» Short problem:
Give every line of the records below as a numbered list, leaving out blank lines and the pictures.

* start Dataset records *

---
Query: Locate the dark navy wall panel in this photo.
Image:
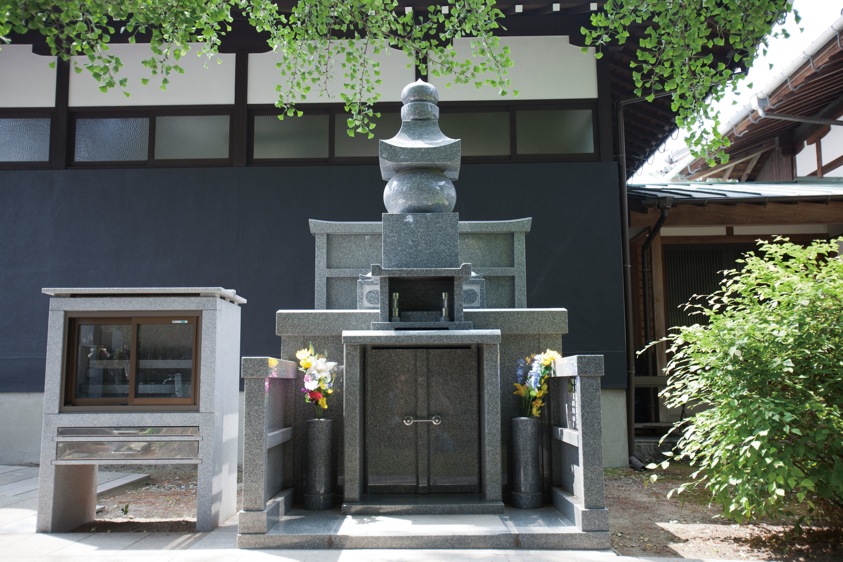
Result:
[0,163,625,392]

* end Dataset records *

» Written solution:
1. ---
2. Query: Locate the dark navy wall panel in this photo.
3. Image:
4. Result:
5. [0,163,625,392]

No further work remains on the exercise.